Rows:
•••
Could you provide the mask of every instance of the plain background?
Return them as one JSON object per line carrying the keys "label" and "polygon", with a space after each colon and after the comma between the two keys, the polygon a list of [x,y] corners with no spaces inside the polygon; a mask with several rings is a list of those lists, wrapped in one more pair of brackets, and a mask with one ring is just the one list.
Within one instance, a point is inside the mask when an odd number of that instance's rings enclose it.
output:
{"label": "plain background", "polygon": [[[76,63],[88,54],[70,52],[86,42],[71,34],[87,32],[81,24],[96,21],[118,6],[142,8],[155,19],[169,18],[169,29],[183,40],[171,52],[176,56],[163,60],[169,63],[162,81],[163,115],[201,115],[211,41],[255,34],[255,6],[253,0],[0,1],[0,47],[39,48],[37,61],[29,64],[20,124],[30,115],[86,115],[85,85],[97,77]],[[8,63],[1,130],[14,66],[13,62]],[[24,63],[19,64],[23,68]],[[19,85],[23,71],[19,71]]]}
•••
Exercise requirements:
Copy every row above word for word, with nothing added or left out.

Result of this task:
Could you provide the mask of every instance of the plain background?
Return them as one JSON object per line carrying the keys "label" and "polygon", with a space after each colon and after the comma between the two keys, the polygon a list of [x,y] corners with no spaces inside the polygon; a mask with several rings is a list of those lists, wrapped in one more pair of brackets, and a mask with one ring is just the one list.
Within one instance, a point is inside the mask when an odd number of that instance's rings enclose it.
output:
{"label": "plain background", "polygon": [[[76,63],[88,54],[70,52],[86,42],[71,34],[87,32],[81,24],[96,21],[118,6],[142,8],[155,19],[169,18],[169,29],[183,40],[171,52],[176,56],[163,60],[169,63],[162,81],[163,115],[201,115],[211,41],[255,34],[255,6],[253,0],[0,1],[0,47],[39,48],[37,61],[29,64],[20,124],[30,115],[86,115],[85,85],[97,77]],[[8,63],[1,130],[14,66],[13,62]],[[24,63],[19,64],[23,68]],[[19,85],[23,71],[19,71]]]}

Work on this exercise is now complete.